PROBLEM REQUIREMENTS — Render every line of the material below as a JSON list of strings, one string per line, leaving out blank lines and any pictures.

GIVEN DATA —

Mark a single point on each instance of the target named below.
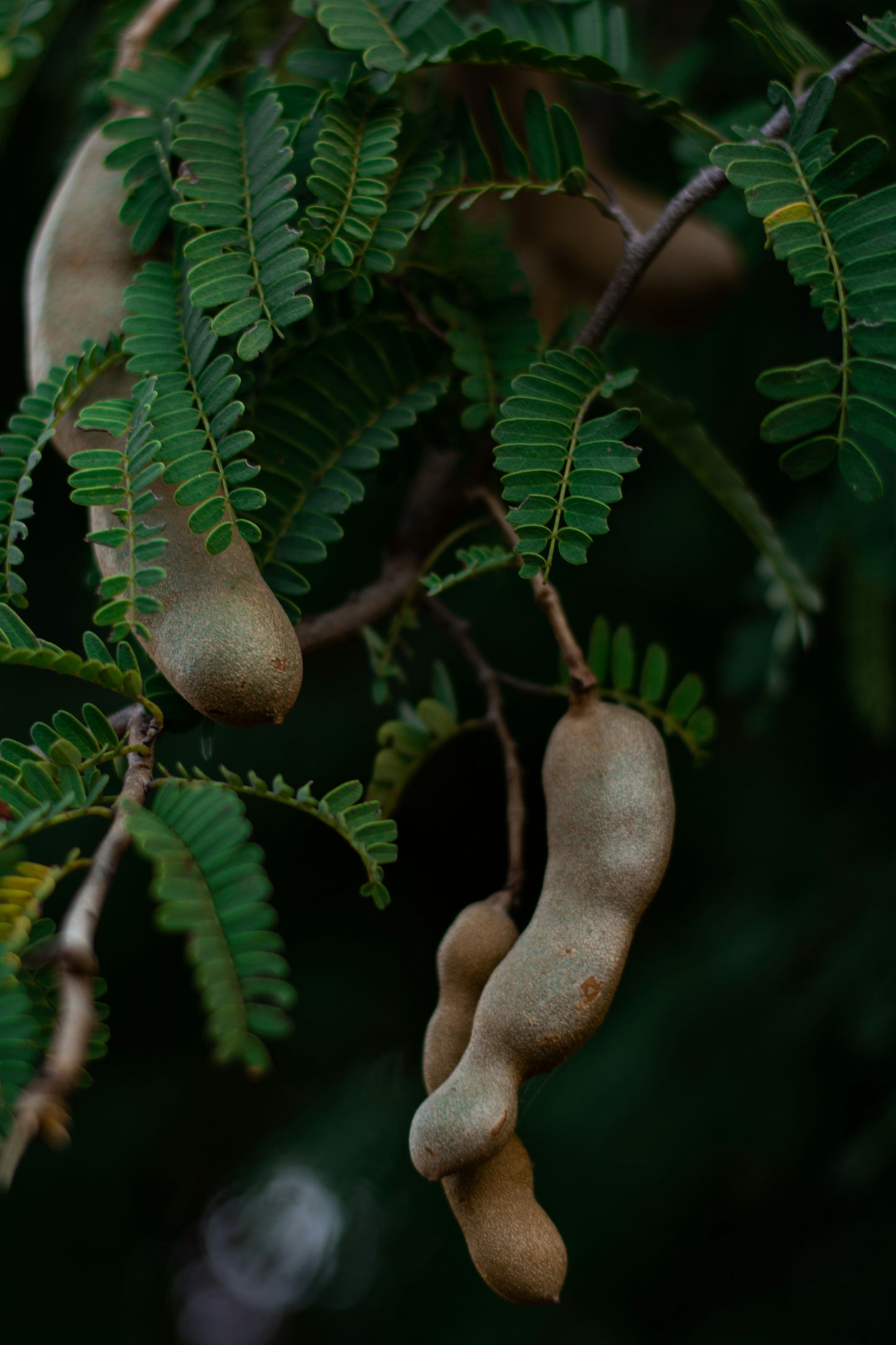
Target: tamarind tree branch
(582, 679)
(641, 249)
(432, 503)
(135, 37)
(490, 682)
(42, 1107)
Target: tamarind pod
(222, 639)
(512, 1242)
(610, 818)
(472, 947)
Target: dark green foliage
(841, 246)
(25, 1012)
(389, 37)
(611, 658)
(552, 161)
(353, 162)
(672, 424)
(29, 991)
(370, 198)
(879, 33)
(244, 260)
(58, 771)
(784, 45)
(490, 346)
(144, 151)
(587, 41)
(407, 194)
(211, 887)
(122, 479)
(477, 560)
(559, 470)
(18, 37)
(19, 645)
(20, 449)
(197, 412)
(407, 743)
(329, 416)
(359, 823)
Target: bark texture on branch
(42, 1107)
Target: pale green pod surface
(479, 939)
(222, 639)
(610, 822)
(513, 1244)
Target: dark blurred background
(721, 1157)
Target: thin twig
(706, 186)
(459, 633)
(430, 506)
(526, 687)
(582, 679)
(135, 37)
(42, 1107)
(611, 209)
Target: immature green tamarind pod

EXPECTED OUTPUT —
[
  "Mark a single point on each instance of the target named below.",
  "Target: tamarind tree branch",
  "(582, 679)",
  "(641, 249)",
  "(432, 503)",
  "(135, 37)",
  "(490, 682)",
  "(42, 1107)",
  "Target: tamarind pod",
  "(222, 639)",
  "(512, 1242)",
  "(610, 818)",
  "(472, 947)",
  "Target: dark green foliage",
  "(841, 246)",
  "(25, 1012)",
  "(389, 37)",
  "(611, 658)",
  "(552, 161)",
  "(353, 162)",
  "(672, 424)",
  "(29, 991)",
  "(370, 198)",
  "(879, 33)",
  "(244, 260)",
  "(58, 771)",
  "(784, 45)",
  "(490, 346)",
  "(144, 151)",
  "(587, 41)",
  "(407, 194)",
  "(211, 887)",
  "(122, 479)",
  "(477, 560)",
  "(559, 470)",
  "(18, 37)",
  "(19, 645)",
  "(20, 449)",
  "(197, 412)",
  "(407, 743)",
  "(329, 416)",
  "(359, 823)",
  "Target: bark texture on branch",
  "(42, 1107)",
  "Target: pale green pod surface",
  "(479, 939)",
  "(222, 639)",
  "(610, 822)",
  "(513, 1244)",
  "Target: dark blurred background",
  "(721, 1157)",
  "Target: thin twig",
  "(706, 186)",
  "(459, 633)",
  "(430, 506)",
  "(526, 687)",
  "(582, 679)",
  "(135, 37)",
  "(42, 1107)",
  "(611, 209)",
  "Target: immature green tamarind pod"
]